----- Entries provided -----

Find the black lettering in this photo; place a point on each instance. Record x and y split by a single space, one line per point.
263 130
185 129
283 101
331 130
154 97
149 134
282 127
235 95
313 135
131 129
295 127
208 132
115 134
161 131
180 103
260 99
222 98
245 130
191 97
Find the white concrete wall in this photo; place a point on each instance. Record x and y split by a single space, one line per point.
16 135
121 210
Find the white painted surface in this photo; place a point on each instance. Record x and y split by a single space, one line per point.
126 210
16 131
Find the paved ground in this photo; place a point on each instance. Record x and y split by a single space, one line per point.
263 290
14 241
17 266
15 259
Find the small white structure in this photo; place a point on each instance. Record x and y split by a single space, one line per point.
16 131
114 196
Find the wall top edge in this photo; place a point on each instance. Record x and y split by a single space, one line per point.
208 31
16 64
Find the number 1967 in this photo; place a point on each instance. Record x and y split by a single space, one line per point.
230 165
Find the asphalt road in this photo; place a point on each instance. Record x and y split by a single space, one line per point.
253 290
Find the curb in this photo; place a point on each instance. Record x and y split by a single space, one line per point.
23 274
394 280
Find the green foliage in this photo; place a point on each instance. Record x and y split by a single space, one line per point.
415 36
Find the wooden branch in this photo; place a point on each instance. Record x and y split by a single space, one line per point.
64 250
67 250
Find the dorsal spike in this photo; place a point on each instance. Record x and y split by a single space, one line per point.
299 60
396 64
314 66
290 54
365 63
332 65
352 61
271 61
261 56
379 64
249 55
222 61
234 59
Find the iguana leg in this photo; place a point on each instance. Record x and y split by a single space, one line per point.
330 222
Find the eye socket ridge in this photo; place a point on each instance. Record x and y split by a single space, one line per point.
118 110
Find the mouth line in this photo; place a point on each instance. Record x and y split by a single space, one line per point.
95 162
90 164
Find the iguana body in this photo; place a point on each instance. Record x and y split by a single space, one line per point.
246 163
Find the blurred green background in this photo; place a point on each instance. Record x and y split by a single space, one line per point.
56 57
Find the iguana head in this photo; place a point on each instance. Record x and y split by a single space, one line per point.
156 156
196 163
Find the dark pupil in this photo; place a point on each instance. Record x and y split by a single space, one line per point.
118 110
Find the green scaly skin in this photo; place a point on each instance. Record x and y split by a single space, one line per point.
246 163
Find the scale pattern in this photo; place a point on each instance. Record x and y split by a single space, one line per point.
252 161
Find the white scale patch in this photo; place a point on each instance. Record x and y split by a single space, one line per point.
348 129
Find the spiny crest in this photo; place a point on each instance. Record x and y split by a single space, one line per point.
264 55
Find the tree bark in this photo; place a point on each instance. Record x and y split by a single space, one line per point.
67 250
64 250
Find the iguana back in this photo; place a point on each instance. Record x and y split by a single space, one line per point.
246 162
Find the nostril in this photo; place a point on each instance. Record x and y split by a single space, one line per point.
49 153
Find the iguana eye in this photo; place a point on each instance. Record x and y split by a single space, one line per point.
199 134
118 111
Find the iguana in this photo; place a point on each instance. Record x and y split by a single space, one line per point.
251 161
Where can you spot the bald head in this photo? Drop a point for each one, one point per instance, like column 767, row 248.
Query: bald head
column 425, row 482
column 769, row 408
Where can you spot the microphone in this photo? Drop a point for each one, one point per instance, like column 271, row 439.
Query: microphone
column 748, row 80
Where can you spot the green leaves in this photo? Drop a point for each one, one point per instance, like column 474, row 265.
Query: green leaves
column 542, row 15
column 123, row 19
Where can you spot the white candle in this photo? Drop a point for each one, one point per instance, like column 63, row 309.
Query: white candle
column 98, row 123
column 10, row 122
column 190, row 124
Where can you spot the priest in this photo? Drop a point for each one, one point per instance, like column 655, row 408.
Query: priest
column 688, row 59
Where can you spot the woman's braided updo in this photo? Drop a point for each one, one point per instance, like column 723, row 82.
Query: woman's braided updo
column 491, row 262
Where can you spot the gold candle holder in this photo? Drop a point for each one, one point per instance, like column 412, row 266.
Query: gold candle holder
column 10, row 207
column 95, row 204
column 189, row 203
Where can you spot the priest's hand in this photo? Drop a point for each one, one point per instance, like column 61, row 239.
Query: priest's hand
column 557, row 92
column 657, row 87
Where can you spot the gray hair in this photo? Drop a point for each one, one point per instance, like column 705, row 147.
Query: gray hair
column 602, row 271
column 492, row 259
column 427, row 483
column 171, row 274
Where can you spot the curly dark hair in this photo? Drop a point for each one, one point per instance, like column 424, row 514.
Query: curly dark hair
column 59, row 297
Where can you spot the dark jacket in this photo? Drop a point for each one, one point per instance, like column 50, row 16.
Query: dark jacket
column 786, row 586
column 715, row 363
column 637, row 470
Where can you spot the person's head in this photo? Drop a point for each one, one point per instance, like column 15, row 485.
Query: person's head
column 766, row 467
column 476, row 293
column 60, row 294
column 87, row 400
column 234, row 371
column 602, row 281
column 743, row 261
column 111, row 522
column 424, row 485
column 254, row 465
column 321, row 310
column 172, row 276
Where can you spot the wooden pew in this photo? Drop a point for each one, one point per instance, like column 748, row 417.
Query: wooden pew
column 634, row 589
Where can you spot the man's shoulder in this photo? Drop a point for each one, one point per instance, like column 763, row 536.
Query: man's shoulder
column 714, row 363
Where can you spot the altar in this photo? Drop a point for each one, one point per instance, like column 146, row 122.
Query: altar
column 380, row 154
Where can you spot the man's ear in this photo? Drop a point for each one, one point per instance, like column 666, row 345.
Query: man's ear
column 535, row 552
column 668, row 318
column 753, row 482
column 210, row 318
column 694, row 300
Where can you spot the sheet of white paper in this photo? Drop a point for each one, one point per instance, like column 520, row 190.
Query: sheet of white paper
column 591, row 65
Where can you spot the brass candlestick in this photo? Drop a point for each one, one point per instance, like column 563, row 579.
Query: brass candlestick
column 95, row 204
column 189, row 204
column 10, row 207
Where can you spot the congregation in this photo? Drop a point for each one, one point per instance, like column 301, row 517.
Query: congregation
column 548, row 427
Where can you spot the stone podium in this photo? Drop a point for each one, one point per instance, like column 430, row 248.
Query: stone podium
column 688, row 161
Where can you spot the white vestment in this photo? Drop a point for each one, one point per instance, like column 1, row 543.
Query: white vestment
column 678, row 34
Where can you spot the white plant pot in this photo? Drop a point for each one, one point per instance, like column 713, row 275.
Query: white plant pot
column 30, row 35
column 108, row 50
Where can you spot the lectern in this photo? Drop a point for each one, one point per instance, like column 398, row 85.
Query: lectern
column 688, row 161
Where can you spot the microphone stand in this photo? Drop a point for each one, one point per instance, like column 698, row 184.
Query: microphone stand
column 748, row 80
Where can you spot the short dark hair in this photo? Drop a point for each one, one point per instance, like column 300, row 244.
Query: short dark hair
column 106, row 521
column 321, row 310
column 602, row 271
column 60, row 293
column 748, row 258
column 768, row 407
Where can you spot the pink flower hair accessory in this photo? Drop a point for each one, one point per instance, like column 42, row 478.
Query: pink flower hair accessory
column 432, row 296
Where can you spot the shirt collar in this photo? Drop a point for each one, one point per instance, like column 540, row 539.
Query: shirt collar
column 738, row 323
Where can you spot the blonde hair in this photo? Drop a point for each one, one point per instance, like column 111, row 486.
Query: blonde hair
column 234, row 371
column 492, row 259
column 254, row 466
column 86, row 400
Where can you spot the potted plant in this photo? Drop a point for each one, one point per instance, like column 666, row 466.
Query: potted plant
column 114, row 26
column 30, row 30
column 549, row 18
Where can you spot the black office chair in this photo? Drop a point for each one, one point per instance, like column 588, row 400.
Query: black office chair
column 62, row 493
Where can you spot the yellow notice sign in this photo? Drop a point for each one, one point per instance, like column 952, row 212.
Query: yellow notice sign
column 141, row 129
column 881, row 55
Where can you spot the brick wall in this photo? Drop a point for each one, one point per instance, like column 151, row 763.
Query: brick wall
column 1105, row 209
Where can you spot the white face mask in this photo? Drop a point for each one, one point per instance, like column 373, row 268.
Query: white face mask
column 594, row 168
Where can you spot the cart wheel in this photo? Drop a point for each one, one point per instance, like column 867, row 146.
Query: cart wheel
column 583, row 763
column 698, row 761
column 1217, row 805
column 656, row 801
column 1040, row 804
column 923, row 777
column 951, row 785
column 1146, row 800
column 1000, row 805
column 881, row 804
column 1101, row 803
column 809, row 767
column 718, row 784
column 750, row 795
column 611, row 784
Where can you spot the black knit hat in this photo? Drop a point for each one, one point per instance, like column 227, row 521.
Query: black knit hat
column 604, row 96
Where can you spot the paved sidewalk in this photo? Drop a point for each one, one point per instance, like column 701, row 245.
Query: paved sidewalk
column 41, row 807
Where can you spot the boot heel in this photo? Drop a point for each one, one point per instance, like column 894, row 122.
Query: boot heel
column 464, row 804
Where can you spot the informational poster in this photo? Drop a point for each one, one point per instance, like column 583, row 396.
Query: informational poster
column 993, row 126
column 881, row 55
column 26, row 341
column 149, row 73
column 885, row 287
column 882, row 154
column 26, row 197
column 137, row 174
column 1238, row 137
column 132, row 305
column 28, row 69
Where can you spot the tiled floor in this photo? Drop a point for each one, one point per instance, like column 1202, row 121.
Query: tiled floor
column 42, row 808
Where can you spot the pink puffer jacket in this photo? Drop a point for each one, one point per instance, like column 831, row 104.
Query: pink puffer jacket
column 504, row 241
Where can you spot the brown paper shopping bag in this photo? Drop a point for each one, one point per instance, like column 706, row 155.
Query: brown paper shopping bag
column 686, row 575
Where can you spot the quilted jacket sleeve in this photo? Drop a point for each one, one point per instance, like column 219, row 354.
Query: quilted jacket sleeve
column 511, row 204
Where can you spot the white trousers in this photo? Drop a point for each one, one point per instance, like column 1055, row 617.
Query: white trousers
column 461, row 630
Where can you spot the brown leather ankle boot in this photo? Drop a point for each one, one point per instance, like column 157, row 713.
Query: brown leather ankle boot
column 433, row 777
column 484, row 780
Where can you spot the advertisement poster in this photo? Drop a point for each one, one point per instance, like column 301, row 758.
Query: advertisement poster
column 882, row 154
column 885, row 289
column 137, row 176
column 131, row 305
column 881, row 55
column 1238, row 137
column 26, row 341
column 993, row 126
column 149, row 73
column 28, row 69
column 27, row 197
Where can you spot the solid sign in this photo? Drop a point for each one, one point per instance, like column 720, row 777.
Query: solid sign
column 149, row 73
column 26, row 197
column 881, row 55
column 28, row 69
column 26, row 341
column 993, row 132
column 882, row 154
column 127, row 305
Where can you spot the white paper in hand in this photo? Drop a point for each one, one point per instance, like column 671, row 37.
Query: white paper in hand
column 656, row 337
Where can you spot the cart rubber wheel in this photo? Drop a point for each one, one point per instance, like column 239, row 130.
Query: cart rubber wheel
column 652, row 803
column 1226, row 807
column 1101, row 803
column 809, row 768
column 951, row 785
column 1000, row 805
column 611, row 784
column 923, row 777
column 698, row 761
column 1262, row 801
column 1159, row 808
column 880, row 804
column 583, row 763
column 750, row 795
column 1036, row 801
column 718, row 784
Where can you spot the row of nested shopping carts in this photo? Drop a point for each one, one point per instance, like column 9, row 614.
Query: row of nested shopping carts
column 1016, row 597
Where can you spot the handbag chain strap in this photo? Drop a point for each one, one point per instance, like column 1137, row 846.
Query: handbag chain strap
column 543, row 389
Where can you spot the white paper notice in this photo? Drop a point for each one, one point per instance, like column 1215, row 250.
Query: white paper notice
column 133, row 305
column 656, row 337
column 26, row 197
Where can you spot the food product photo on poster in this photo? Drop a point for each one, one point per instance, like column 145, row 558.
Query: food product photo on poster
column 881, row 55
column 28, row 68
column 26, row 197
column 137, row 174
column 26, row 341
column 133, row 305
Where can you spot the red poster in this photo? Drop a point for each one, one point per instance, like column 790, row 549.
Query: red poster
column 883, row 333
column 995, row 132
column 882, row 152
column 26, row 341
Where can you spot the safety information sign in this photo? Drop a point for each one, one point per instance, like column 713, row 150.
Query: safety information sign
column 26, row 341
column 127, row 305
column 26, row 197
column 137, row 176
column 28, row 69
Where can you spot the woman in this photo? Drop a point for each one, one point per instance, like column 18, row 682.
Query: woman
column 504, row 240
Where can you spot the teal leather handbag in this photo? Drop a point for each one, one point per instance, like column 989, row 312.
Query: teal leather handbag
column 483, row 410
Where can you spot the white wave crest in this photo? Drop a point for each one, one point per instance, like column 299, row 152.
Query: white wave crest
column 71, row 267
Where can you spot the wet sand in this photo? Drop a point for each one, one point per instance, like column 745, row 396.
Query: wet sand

-----

- [Aim of the task]: Reproduce, character for character, the part of the records that begins with the line containing "Find the iguana eye" and ends with the line containing "column 123, row 19", with both of those lines included.

- [Written response]:
Find the iguana eye in this photo; place a point on each instance. Record x and y split by a single space, one line per point.
199 134
118 111
Find the iguana in this photo; place a point on each instance. Record x and y split by a single space, one line per point.
251 161
Where can you spot the bald head in this photo? Drop a point for each one, one point per instance, like column 767, row 248.
Query: bald head
column 425, row 482
column 769, row 408
Where can you spot the microphone in this photo? Drop a point for each one, one point per instance, like column 271, row 439.
Query: microphone
column 748, row 80
Where can you spot the green leaves in this photo? Drop a point for each one, one point per instance, like column 474, row 265.
Query: green leaves
column 542, row 15
column 123, row 19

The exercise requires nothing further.